#### What the task asks:
Below is a listing; restate from it, character for character, the lines beginning at the line holding "Target: ground cover" and ending at the line holding "Guideline: for every instance of the dry", both included.

#### Records:
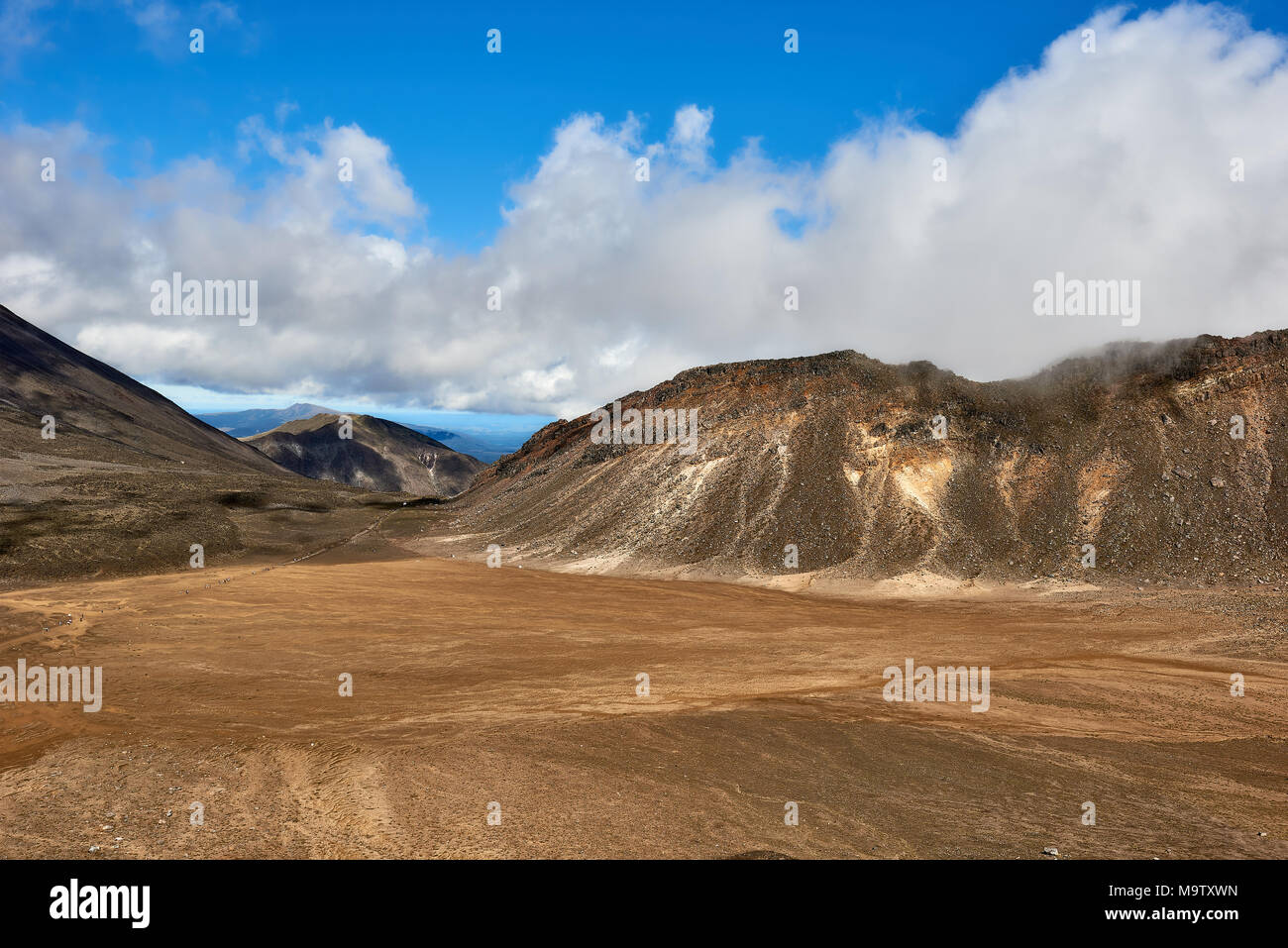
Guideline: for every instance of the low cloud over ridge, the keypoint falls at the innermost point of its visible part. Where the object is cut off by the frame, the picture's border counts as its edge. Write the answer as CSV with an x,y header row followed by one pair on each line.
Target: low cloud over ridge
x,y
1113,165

---

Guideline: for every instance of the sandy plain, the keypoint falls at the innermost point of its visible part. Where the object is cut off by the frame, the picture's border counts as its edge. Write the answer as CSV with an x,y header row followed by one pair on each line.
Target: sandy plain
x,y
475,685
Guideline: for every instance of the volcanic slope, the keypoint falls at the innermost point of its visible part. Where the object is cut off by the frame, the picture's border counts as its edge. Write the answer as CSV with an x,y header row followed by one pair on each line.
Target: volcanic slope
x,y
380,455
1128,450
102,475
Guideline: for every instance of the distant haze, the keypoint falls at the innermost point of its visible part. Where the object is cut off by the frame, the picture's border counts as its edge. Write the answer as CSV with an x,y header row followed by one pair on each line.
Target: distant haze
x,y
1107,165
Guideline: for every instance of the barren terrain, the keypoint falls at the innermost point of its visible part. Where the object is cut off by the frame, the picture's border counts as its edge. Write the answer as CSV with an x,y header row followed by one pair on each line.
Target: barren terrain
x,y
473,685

--

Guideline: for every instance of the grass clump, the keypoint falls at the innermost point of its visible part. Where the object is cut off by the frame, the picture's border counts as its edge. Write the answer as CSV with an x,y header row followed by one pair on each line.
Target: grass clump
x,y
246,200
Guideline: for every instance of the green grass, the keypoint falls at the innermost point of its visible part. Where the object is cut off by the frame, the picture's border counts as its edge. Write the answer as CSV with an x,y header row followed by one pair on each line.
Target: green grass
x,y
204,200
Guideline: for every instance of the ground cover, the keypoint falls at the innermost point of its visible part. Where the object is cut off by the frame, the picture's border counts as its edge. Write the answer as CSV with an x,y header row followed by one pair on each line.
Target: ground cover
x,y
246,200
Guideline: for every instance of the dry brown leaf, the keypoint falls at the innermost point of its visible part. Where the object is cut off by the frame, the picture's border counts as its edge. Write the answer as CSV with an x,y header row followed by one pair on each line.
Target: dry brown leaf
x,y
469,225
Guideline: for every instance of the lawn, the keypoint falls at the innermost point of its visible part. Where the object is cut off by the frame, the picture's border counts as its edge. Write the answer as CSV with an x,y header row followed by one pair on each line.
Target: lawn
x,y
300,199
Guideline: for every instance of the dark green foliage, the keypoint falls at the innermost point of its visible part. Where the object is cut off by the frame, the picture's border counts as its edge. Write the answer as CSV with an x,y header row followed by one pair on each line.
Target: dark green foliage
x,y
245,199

#### Answer section:
Target: ground cover
x,y
246,200
Guideline: for every instance of the dry brown leaf, the keypoint falls at the innermost point of its visible part. Where the object is cut off by the frame, the picture's border counts as its edge. Write the answer as CSV with an x,y header row followed by one pair on each line.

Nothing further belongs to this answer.